TASK DETAILS: Filter the records below for the word "point". Copy each line that holds it.

Start of EXCERPTED DATA

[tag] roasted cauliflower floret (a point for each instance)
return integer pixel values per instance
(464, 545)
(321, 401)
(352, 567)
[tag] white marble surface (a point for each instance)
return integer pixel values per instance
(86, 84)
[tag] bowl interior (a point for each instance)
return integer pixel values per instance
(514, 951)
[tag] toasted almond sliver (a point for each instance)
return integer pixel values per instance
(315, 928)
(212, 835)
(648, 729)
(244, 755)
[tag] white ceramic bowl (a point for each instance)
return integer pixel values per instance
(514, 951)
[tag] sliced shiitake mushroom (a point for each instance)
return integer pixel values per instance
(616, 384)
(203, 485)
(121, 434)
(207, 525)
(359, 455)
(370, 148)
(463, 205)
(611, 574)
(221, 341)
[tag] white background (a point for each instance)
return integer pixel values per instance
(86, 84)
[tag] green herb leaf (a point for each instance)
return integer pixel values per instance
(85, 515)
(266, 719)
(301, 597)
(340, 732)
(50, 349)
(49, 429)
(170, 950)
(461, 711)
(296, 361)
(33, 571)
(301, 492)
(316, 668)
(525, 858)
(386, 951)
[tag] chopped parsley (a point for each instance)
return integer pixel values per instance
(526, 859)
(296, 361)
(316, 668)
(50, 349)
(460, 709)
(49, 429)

End of EXCERPTED DATA

RESPONSE AREA:
[tag] roasted cauliflower floret (a point for each instance)
[tag] white marble surface (a point for each instance)
[tag] bowl interior (a point for each instance)
[tag] toasted almond sliver (a point for each instance)
[tag] white ceramic bowl (a point for each instance)
[tag] sliced shiitake mushroom (a point for each instance)
[tag] white background (a point for each instance)
[tag] green herb leaf (a point for each instance)
[tag] chopped parsley (a point for each instance)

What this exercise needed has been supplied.